#### [CONSEGNA]
Ricopi senza alcuna modifica la parte dell'estratto sul discepolato secondo Marco, partendo dalle parole "Presumibilmente quella reazione" e fermandosi dopo "che sembrano (dokoûntes)".

#### [ESTRATTO]
*-*-*
Presumibilmente quella reazione non è dovuta all’inopportunità della domanda
dei due, ma al fatto che essa pregiudicava un loro eventuale diritto.
Gesù
coglie allora l’occasione per ribadire l’insegnamento sul discepolato, cui è
particolarmente dedicata l’intera sezione (a partire da 8,31),
significativamente introdotta dall’espressione: “Se qualcuno vuol venire dietro
a me” (8,34).
Ancora
una volta Gesù chiama a sé i discepoli (v. 42). Comprende che se a più riprese
hanno mostrato distanza dal suo modo di ragionare è perché il loro modello è
quello mondano. Inizia dunque da lì: “Voi sapete che coloro che sembrano (dokoûntes)
governare le nazioni, dominano (katakyriéuousin) su di esse e i loro
grandi le opprimono (katexousiázousin)” (v. 42). Esprime così il suo
giudizio severo sul modo di esercitare il potere nel mondo, da parte di coloro
che – dice Gesù con una sottile ironia – si illudono di governare. Quindi
impiega due verbi particolarmente significativi, per dire come il bene può
essere pervertito: “dominare” e “opprimere”, imparentati con due sostantivi
cruciali nel messaggio evangelico e nel ministero messianico di Gesù. Nel primo
verbo abbiamo il sostantivo kýrios (Signore) e nel
secondo exousía (autorità). Ambedue son però preceduti dalla
preposizione katá, che attribuisce alle due forme verbali una nota
negativa, come a indicare una signoria e un’autorità pervertite e abusanti.
A
questo agire mondano, Gesù oppone l’atteggiamento richiesto a coloro che si
vogliono suoi discepoli: “Tra voi però non è così” (v. 43). La formula verbale
dice chiaramente che non si tratta di un auspicio – “non sia” - né di un
augurio per il futuro – “non sarà” – ma di un tratto imprescindibile perché
costitutivo.
Quindi
esemplifica le modalità, che sono quelle del “servitore (diákonos)” e
dello “schiavo (doûlos)”: “Chi vuole diventare grande tra voi sarà
vostro servitore e chi vuole essere il primo tra voi sarà schiavo di tutti”
(vv. 43-44). Chi vuol essere “grande” e non “più grande” (9,34) e chi vuol
essere “primo” (9,35) ha nel servizio l’unica via percorribile.
Questo
per una ragione cristologica, come Marco afferma nell’ultimo versetto: “Anche
il Figlio dell’uomo infatti non è venuto per farsi servire, ma per servire e
dare la propria vita in riscatto per molti” (v. 45). Gesù riassume così
nell’immagine del servizio-diaconia il senso ultimo dell’intera sua esistenza e
anche della sua morte in croce, che dunque è solo l’epifania ultima del senso
della sua vita intera. La croce è l’ultima e definitiva icona dell’essere
“diaconale” di Gesù, del senso di tutta la sua esistenza. Lui, Servo del
Signore, secondo i canti del Servo di Isaia che qui sono variamente
riecheggiati, e servo dei fratelli e delle sorelle.
*-*-*
#### [DATI]
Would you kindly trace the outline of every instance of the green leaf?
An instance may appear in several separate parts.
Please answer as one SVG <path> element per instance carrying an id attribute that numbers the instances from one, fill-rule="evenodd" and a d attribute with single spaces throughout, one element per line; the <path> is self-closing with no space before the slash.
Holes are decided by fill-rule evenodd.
*-*-*
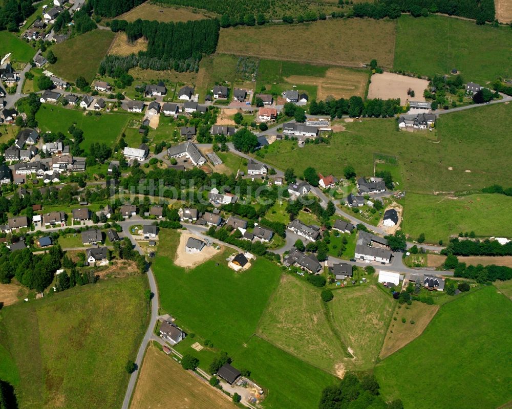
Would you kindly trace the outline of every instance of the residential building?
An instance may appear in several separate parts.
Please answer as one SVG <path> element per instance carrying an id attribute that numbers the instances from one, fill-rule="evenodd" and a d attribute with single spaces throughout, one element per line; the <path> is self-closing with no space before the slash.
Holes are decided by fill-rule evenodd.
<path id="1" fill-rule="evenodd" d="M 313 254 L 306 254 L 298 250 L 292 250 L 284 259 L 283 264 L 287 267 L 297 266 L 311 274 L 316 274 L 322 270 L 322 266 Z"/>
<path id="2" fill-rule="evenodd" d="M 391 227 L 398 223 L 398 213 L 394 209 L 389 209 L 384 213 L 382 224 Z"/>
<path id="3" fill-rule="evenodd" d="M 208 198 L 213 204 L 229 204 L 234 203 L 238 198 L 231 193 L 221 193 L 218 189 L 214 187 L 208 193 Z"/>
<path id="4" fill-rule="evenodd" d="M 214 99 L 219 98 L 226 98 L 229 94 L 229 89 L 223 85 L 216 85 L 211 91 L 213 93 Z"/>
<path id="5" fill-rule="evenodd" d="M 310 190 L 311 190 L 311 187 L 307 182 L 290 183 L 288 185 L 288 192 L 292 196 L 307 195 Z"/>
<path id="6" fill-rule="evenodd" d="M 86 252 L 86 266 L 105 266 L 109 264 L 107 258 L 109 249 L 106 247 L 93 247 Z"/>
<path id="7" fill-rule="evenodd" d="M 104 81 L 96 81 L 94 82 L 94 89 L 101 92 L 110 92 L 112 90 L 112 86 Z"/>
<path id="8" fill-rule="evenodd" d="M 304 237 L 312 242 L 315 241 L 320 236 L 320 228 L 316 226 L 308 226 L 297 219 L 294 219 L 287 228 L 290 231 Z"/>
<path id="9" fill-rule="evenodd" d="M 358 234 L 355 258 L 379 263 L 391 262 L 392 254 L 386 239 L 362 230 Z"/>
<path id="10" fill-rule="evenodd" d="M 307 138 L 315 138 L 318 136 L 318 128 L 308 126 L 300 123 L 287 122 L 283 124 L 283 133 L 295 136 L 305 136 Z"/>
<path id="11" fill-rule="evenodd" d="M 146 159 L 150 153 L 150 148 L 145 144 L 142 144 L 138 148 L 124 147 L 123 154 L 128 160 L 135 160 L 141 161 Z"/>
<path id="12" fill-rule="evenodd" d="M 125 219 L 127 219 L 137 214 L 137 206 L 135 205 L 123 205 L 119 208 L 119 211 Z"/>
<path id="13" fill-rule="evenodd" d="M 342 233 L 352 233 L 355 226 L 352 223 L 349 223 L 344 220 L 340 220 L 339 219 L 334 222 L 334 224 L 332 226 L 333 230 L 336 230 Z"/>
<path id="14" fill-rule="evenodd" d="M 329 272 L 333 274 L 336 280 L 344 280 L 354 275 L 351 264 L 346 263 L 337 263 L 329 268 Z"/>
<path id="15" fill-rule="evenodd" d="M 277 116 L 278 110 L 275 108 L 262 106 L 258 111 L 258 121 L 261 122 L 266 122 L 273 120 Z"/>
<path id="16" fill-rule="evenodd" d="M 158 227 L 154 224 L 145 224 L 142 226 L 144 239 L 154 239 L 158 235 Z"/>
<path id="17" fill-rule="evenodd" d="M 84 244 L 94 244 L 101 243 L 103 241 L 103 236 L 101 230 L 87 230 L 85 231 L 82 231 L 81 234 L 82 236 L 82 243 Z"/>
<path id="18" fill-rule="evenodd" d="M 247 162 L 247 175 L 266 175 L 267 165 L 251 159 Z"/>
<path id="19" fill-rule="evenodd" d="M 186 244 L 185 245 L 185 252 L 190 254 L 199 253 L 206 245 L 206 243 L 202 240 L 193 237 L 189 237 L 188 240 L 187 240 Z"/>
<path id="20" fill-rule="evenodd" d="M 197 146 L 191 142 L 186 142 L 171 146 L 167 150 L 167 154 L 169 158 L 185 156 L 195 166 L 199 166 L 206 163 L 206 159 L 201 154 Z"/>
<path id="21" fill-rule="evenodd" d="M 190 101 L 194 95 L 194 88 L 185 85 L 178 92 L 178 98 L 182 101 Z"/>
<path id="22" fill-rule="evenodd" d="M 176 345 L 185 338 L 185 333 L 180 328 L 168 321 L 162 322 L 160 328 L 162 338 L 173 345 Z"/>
*-*-*
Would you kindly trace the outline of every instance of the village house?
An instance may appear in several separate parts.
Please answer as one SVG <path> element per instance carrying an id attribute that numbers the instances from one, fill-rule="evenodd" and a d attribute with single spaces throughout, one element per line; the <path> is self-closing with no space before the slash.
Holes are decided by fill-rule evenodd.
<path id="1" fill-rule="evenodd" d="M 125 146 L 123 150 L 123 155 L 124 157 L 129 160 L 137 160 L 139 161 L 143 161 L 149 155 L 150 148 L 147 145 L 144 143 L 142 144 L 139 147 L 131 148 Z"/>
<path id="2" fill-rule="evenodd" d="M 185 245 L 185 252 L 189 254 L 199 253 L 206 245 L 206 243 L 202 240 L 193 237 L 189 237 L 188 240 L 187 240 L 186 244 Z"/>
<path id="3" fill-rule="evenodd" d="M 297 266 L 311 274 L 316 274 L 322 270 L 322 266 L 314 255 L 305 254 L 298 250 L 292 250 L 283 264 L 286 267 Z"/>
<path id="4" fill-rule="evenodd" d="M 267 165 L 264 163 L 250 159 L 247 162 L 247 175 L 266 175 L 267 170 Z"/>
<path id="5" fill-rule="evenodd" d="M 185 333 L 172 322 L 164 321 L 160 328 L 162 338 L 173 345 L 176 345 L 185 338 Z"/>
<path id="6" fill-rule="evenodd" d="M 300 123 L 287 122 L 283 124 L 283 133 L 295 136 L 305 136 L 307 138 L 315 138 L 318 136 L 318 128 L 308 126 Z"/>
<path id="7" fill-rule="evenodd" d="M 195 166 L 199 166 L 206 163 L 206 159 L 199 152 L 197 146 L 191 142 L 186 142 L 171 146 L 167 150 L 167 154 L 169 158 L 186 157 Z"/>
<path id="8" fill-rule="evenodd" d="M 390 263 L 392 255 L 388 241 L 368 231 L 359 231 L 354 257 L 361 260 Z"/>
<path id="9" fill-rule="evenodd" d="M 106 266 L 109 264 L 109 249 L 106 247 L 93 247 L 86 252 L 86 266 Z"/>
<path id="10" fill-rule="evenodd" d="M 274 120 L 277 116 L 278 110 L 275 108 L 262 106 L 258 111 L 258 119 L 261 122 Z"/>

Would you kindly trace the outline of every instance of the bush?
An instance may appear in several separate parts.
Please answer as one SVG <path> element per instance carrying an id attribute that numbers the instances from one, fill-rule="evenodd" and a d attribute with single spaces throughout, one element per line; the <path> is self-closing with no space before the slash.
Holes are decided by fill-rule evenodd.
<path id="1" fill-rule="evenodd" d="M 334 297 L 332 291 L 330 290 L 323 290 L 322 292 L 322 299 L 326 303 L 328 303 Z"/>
*-*-*
#### [RISULTATO]
Presumibilmente quella reazione non è dovuta all’inopportunità della domanda
dei due, ma al fatto che essa pregiudicava un loro eventuale diritto.
Gesù
coglie allora l’occasione per ribadire l’insegnamento sul discepolato, cui è
particolarmente dedicata l’intera sezione (a partire da 8,31),
significativamente introdotta dall’espressione: “Se qualcuno vuol venire dietro
a me” (8,34).
Ancora
una volta Gesù chiama a sé i discepoli (v. 42). Comprende che se a più riprese
hanno mostrato distanza dal suo modo di ragionare è perché il loro modello è
quello mondano. Inizia dunque da lì: “Voi sapete che coloro che sembrano (dokoûntes)